### [Try it]
Scan the entries below. List each line with "bowl".

• • • • • • •

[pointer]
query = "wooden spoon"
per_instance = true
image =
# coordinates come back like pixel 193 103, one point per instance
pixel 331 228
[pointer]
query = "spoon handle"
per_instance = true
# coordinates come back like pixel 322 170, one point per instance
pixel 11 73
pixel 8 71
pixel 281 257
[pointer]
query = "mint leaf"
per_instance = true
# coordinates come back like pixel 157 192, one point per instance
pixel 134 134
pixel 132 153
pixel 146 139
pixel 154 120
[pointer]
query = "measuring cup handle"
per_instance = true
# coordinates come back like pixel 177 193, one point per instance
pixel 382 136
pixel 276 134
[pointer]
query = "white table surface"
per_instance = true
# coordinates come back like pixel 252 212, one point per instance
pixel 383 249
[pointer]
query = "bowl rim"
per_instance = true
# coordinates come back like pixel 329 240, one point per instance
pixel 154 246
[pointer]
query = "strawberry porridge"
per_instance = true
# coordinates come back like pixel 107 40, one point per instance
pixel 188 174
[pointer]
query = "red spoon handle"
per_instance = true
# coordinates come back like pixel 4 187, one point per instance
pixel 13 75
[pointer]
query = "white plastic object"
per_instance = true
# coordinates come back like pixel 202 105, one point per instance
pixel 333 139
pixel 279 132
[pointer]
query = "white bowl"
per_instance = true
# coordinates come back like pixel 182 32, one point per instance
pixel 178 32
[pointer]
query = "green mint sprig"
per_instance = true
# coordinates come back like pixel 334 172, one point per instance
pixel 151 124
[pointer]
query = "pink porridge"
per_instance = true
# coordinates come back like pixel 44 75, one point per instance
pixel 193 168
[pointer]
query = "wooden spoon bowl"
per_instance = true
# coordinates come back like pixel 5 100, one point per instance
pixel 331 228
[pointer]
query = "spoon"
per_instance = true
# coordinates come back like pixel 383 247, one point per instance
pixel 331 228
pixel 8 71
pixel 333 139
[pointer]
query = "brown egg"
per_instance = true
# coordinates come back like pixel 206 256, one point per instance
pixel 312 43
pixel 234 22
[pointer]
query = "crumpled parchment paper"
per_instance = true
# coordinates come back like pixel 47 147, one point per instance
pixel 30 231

• • • • • • •

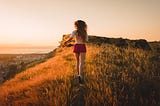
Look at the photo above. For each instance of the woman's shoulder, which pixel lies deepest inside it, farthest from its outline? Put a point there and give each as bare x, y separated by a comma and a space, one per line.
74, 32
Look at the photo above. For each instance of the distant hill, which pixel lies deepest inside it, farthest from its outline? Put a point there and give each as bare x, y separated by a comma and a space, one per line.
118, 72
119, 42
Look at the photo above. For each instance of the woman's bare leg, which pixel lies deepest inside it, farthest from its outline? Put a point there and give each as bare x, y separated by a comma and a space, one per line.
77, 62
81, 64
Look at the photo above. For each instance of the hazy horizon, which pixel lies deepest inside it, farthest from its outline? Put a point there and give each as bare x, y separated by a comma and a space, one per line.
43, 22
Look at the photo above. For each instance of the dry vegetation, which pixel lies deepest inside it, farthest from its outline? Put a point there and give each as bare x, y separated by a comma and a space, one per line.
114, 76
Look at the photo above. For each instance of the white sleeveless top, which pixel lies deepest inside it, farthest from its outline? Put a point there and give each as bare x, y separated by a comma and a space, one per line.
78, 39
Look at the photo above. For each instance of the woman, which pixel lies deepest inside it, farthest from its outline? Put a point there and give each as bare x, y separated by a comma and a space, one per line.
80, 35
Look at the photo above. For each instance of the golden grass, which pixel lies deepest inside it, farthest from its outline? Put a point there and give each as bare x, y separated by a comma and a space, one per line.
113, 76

• • • • • • •

### [Answer to this exercise]
query = "bowl rim"
query = "white bowl"
query = "wooden spoon bowl"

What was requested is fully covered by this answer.